YOUR ASSIGNMENT:
Reproduce each line below precisely. Drop the pictures.

THE DATA:
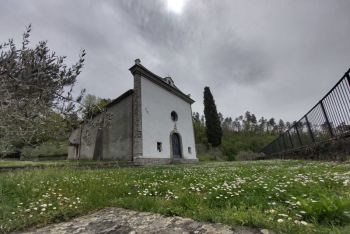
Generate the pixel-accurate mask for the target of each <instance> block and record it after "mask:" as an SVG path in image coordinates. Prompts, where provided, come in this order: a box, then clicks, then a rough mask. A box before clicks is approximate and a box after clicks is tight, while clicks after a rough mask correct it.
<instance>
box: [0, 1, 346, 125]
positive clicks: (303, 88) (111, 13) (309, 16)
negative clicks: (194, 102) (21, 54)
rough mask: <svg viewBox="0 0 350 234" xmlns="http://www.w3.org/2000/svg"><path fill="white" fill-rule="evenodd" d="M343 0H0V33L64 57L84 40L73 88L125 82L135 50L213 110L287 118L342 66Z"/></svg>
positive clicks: (110, 94)
mask: <svg viewBox="0 0 350 234" xmlns="http://www.w3.org/2000/svg"><path fill="white" fill-rule="evenodd" d="M349 8H350V2H349V1H346V0H339V1H317V0H312V1H303V0H289V1H279V0H269V1H260V0H256V1H246V0H235V1H232V0H223V1H214V0H188V1H187V2H186V5H185V7H184V10H183V12H182V13H181V14H174V13H172V12H169V11H168V10H167V9H166V1H165V0H150V1H143V0H121V1H111V0H106V1H92V0H84V1H83V0H80V1H79V0H78V1H68V0H62V1H44V0H41V1H40V0H37V1H34V0H28V1H19V0H13V1H10V0H7V1H3V2H2V7H1V8H0V30H1V34H0V41H1V42H2V41H5V40H6V39H7V38H9V37H15V39H16V40H17V41H19V40H20V38H21V33H22V32H23V31H24V27H25V25H28V24H29V23H32V24H33V33H32V41H33V42H37V41H38V40H48V41H49V46H50V47H52V48H53V49H54V50H55V51H57V53H58V54H60V55H67V56H68V62H74V61H75V60H76V59H77V55H78V53H79V51H80V50H81V49H83V48H85V49H86V50H87V60H86V66H85V69H84V71H83V73H82V74H81V77H80V79H79V85H78V87H79V88H83V87H84V88H87V90H88V92H90V93H93V94H95V95H98V96H102V97H109V98H114V97H116V96H118V95H119V94H121V93H123V92H124V91H125V90H126V89H129V88H131V87H132V78H131V75H130V73H129V71H128V68H129V67H130V66H131V65H132V64H133V60H134V59H135V58H137V57H139V58H141V60H142V63H143V64H144V65H145V66H147V67H149V68H150V69H151V70H153V71H154V72H155V73H157V74H159V75H161V76H166V75H170V76H172V77H173V78H174V80H175V83H176V85H177V86H178V87H179V88H180V89H182V90H183V91H184V92H186V93H191V94H192V97H193V98H194V99H195V100H197V102H196V103H195V104H194V106H193V110H194V111H199V112H202V110H203V106H202V95H203V87H204V86H206V85H209V86H210V87H211V89H212V92H213V94H214V97H215V99H216V103H217V106H218V109H219V111H221V112H223V114H224V115H225V116H232V117H235V116H238V115H240V114H242V113H244V112H245V111H246V110H251V111H252V112H255V113H256V114H258V115H264V116H265V117H271V116H273V117H276V118H280V117H281V118H284V119H286V120H289V121H292V120H295V119H297V118H299V117H300V116H301V115H302V114H304V113H305V112H306V111H307V110H308V109H309V108H310V107H311V106H313V105H314V103H315V102H316V101H317V100H318V99H319V98H321V97H322V96H323V94H324V93H325V92H326V91H327V90H328V89H330V88H331V87H332V86H333V84H334V83H335V82H336V81H337V80H338V79H339V78H340V76H341V75H342V74H343V73H344V72H345V70H347V68H348V66H349V61H350V44H349V43H348V41H349V38H350V15H349V13H348V9H349Z"/></svg>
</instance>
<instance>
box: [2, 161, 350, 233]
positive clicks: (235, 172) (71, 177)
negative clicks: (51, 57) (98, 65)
mask: <svg viewBox="0 0 350 234" xmlns="http://www.w3.org/2000/svg"><path fill="white" fill-rule="evenodd" d="M108 206H119V207H125V208H130V209H134V210H140V211H151V212H158V213H162V214H165V215H179V216H184V217H190V218H194V219H196V220H201V221H210V222H221V223H225V224H229V225H246V226H250V227H258V228H267V229H272V230H274V231H277V232H284V233H350V164H349V163H342V164H341V163H326V162H302V161H255V162H230V163H227V162H220V163H204V164H198V165H175V166H158V167H143V168H118V169H95V170H87V169H74V168H71V167H69V166H66V167H63V168H48V169H44V170H30V171H15V172H4V173H0V232H4V233H6V232H10V231H14V230H20V229H23V228H26V227H30V226H43V225H45V224H48V223H52V222H60V221H64V220H68V219H70V218H72V217H75V216H78V215H83V214H86V213H88V212H91V211H94V210H97V209H101V208H104V207H108Z"/></svg>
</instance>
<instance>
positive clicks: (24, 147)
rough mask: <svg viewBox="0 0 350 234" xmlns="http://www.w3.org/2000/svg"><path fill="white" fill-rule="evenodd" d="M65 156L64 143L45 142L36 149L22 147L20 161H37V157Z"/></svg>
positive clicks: (31, 147) (64, 145)
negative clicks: (50, 156)
mask: <svg viewBox="0 0 350 234" xmlns="http://www.w3.org/2000/svg"><path fill="white" fill-rule="evenodd" d="M65 154H67V143H66V142H45V143H43V144H41V145H39V146H36V147H28V146H26V147H24V148H23V149H22V154H21V159H37V158H39V157H50V156H62V155H65Z"/></svg>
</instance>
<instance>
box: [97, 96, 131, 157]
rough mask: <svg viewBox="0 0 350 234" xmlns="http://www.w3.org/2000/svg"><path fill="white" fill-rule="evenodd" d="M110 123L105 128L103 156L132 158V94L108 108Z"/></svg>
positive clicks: (102, 145) (102, 140)
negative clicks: (107, 125)
mask: <svg viewBox="0 0 350 234" xmlns="http://www.w3.org/2000/svg"><path fill="white" fill-rule="evenodd" d="M108 111H109V113H110V114H111V116H110V118H111V120H110V123H109V124H108V126H106V127H104V128H103V136H102V146H103V147H102V151H103V152H102V157H101V159H109V160H124V161H131V160H132V95H130V96H128V97H126V98H125V99H123V100H122V101H121V102H119V103H117V104H115V105H113V106H111V107H110V108H109V109H108Z"/></svg>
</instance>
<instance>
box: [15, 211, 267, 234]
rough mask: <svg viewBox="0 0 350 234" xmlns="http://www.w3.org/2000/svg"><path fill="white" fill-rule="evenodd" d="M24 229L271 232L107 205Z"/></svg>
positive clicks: (224, 231)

SOLUTION FOR THIS EXERCISE:
Generate the pixel-accurate mask for the target of each <instance> block and record it after "mask:" as an SVG path in image coordinates. Prompts, where provided, come in this order: a box, then clicks, then a rough mask. A box before clicks is approximate and a box after clicks is tight, while clicks after a rough mask correct it.
<instance>
box: [0, 1, 346, 125]
positive clicks: (303, 88) (111, 13) (309, 16)
negative clicks: (194, 102) (21, 54)
rough mask: <svg viewBox="0 0 350 234" xmlns="http://www.w3.org/2000/svg"><path fill="white" fill-rule="evenodd" d="M343 0H0V33L64 57L84 40L73 88L125 82L135 50L213 110L287 118L342 66Z"/></svg>
positive clicks: (110, 94)
mask: <svg viewBox="0 0 350 234" xmlns="http://www.w3.org/2000/svg"><path fill="white" fill-rule="evenodd" d="M349 8H350V2H349V1H346V0H339V1H317V0H312V1H303V0H289V1H279V0H269V1H260V0H256V1H246V0H235V1H232V0H223V1H214V0H188V1H187V2H186V5H185V7H184V10H183V12H182V13H181V14H174V13H172V12H169V11H168V10H167V9H166V1H165V0H150V1H143V0H121V1H111V0H106V1H92V0H84V1H83V0H80V1H79V0H78V1H68V0H62V1H44V0H41V1H40V0H37V1H34V0H28V1H19V0H13V1H10V0H7V1H3V2H2V7H1V8H0V30H1V34H0V41H1V42H2V41H5V40H6V39H7V38H9V37H15V39H16V40H17V41H19V40H20V38H21V33H22V32H23V31H24V27H25V25H28V24H29V23H32V24H33V33H32V41H33V42H37V41H38V40H48V41H49V46H50V47H52V48H53V49H54V50H55V51H57V53H58V54H60V55H67V56H68V62H74V61H75V60H76V59H77V55H78V53H79V51H80V50H81V49H83V48H85V49H86V50H87V60H86V66H85V69H84V71H83V73H82V74H81V77H80V79H79V85H78V87H79V88H83V87H84V88H87V90H88V92H90V93H93V94H95V95H98V96H102V97H109V98H114V97H116V96H118V95H119V94H121V93H123V92H124V91H125V90H126V89H129V88H131V87H132V78H131V75H130V73H129V71H128V68H129V67H130V66H131V65H132V64H133V60H134V59H135V58H137V57H139V58H141V60H142V63H143V64H144V65H145V66H147V67H149V68H150V69H151V70H153V71H154V72H155V73H157V74H159V75H161V76H166V75H170V76H172V77H173V78H174V80H175V83H176V85H177V86H178V87H179V88H180V89H182V90H183V91H184V92H186V93H191V94H192V97H193V98H194V99H195V100H197V102H196V103H195V104H194V106H193V110H194V111H199V112H202V110H203V106H202V95H203V87H204V86H206V85H209V86H210V87H211V89H212V92H213V94H214V97H215V99H216V103H217V106H218V109H219V111H221V112H223V114H224V115H225V116H232V117H235V116H238V115H240V114H242V113H244V112H245V111H246V110H251V111H252V112H255V113H256V114H258V115H264V116H265V117H271V116H273V117H276V118H280V117H281V118H284V119H286V120H289V121H292V120H295V119H297V118H299V117H300V116H301V115H302V114H304V113H305V112H306V111H307V110H308V109H309V108H310V107H311V106H313V105H314V103H315V102H316V101H317V100H318V99H319V98H321V97H322V96H323V94H324V93H325V92H326V91H327V90H328V89H330V88H331V87H332V86H333V84H334V83H335V82H336V81H337V80H338V79H339V78H340V76H341V75H342V74H343V73H344V72H345V70H347V68H348V66H349V61H350V44H349V43H348V41H349V38H350V15H349V13H348V9H349Z"/></svg>
</instance>
<instance>
box: [2, 161, 350, 233]
positive clicks: (235, 172) (71, 177)
negative clicks: (51, 57) (98, 65)
mask: <svg viewBox="0 0 350 234" xmlns="http://www.w3.org/2000/svg"><path fill="white" fill-rule="evenodd" d="M108 206H119V207H125V208H130V209H134V210H140V211H151V212H158V213H162V214H165V215H179V216H184V217H190V218H194V219H196V220H201V221H210V222H221V223H225V224H229V225H246V226H250V227H258V228H267V229H272V230H274V231H277V232H284V233H350V164H349V163H342V164H341V163H326V162H302V161H255V162H230V163H227V162H220V163H204V164H198V165H175V166H158V167H143V168H118V169H95V170H87V169H74V168H71V167H69V166H66V167H63V168H48V169H44V170H30V171H15V172H4V173H0V232H4V233H6V232H10V231H14V230H20V229H23V228H26V227H30V226H43V225H45V224H48V223H52V222H60V221H64V220H68V219H70V218H72V217H75V216H78V215H83V214H86V213H88V212H91V211H94V210H97V209H101V208H104V207H108Z"/></svg>
</instance>
<instance>
positive clicks: (24, 147)
rough mask: <svg viewBox="0 0 350 234" xmlns="http://www.w3.org/2000/svg"><path fill="white" fill-rule="evenodd" d="M65 156L64 143L45 142L36 149L22 147L20 161H37V157Z"/></svg>
positive clicks: (31, 147) (64, 145)
negative clicks: (50, 156)
mask: <svg viewBox="0 0 350 234" xmlns="http://www.w3.org/2000/svg"><path fill="white" fill-rule="evenodd" d="M65 154H67V143H66V142H45V143H43V144H41V145H39V146H36V147H28V146H26V147H24V148H23V149H22V154H21V159H37V158H39V157H50V156H62V155H65Z"/></svg>
</instance>
<instance>
box: [97, 96, 131, 157]
rough mask: <svg viewBox="0 0 350 234" xmlns="http://www.w3.org/2000/svg"><path fill="white" fill-rule="evenodd" d="M110 123L105 128L103 156L132 158V94L108 108Z"/></svg>
positive clicks: (102, 145) (102, 140)
negative clicks: (107, 125)
mask: <svg viewBox="0 0 350 234" xmlns="http://www.w3.org/2000/svg"><path fill="white" fill-rule="evenodd" d="M108 111H109V113H110V114H111V116H110V118H111V120H110V123H109V124H108V126H106V127H104V128H103V136H102V146H103V147H102V151H103V152H102V157H101V159H109V160H124V161H131V160H132V95H130V96H128V97H126V98H125V99H123V100H122V101H121V102H119V103H117V104H115V105H113V106H111V107H110V108H109V109H108Z"/></svg>
</instance>
<instance>
box: [15, 211, 267, 234]
rough mask: <svg viewBox="0 0 350 234" xmlns="http://www.w3.org/2000/svg"><path fill="white" fill-rule="evenodd" d="M24 229L271 232L107 205Z"/></svg>
positive clicks: (224, 231)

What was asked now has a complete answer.